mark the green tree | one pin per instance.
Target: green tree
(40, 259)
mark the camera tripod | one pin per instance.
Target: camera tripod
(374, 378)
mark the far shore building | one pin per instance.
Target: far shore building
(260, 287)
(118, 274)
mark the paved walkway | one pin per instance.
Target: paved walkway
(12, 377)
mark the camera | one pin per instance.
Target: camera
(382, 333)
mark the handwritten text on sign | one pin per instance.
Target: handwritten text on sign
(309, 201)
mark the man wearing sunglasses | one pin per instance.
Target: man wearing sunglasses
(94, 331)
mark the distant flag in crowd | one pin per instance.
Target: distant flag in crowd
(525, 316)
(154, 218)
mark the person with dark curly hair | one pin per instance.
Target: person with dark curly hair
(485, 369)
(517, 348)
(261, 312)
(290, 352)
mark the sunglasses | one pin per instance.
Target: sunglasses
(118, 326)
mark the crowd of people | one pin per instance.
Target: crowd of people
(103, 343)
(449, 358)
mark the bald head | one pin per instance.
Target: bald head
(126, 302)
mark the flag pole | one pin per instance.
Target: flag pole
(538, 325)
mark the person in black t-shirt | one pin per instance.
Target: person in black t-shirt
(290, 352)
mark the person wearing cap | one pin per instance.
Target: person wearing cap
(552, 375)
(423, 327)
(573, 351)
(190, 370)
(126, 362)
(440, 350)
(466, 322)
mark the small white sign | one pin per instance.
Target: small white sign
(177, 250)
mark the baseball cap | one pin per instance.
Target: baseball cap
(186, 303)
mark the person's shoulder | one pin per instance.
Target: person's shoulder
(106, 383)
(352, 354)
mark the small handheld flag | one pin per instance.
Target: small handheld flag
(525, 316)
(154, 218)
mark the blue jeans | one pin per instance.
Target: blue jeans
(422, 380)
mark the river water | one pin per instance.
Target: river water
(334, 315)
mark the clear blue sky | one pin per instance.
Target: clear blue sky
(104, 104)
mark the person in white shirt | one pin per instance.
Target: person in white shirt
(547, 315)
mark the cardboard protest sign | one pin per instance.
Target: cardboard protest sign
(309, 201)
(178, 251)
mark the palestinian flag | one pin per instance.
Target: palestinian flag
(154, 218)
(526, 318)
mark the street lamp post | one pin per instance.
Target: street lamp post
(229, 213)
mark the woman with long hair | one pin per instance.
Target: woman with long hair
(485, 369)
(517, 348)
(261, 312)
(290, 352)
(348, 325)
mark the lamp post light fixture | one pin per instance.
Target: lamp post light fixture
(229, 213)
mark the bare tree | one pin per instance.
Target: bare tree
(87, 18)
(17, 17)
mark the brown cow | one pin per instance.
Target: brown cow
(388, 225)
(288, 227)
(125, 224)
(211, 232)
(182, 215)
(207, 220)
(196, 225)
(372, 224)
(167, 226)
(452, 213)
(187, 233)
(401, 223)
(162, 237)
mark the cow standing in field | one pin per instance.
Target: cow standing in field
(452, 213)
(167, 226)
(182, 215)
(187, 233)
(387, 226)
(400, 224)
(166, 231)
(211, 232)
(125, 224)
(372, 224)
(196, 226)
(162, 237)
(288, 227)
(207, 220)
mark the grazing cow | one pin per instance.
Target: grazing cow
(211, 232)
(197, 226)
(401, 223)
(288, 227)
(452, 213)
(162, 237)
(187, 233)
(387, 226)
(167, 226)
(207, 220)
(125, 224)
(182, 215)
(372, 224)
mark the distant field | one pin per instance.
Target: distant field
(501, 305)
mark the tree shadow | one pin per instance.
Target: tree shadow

·····

Work task:
Reproduce each line, exactly as it appears, from the one that contains "Target: bare tree" through the last line of the records. Add no other lines.

Response to this exercise:
Target: bare tree
(87, 18)
(17, 17)
mark the brown cow | one pin per instance.
Target: brown cow
(388, 225)
(288, 227)
(125, 224)
(211, 232)
(182, 215)
(207, 220)
(196, 225)
(372, 224)
(167, 226)
(452, 213)
(187, 233)
(401, 223)
(162, 237)
mark the cow standing in field | one pin per instance.
Target: cow standing in field
(452, 213)
(167, 226)
(182, 215)
(187, 233)
(387, 226)
(400, 224)
(166, 231)
(211, 232)
(125, 224)
(372, 224)
(196, 226)
(162, 237)
(288, 227)
(207, 220)
mark the grazing cow | one pin per instance.
Target: grazing cow
(211, 232)
(197, 226)
(401, 223)
(288, 227)
(452, 213)
(162, 237)
(187, 233)
(387, 226)
(167, 226)
(207, 220)
(125, 224)
(182, 215)
(372, 224)
mark the distant field | one pin per instance.
Target: distant field
(501, 305)
mark the tree shadow | one pin per instance.
Target: tree shadow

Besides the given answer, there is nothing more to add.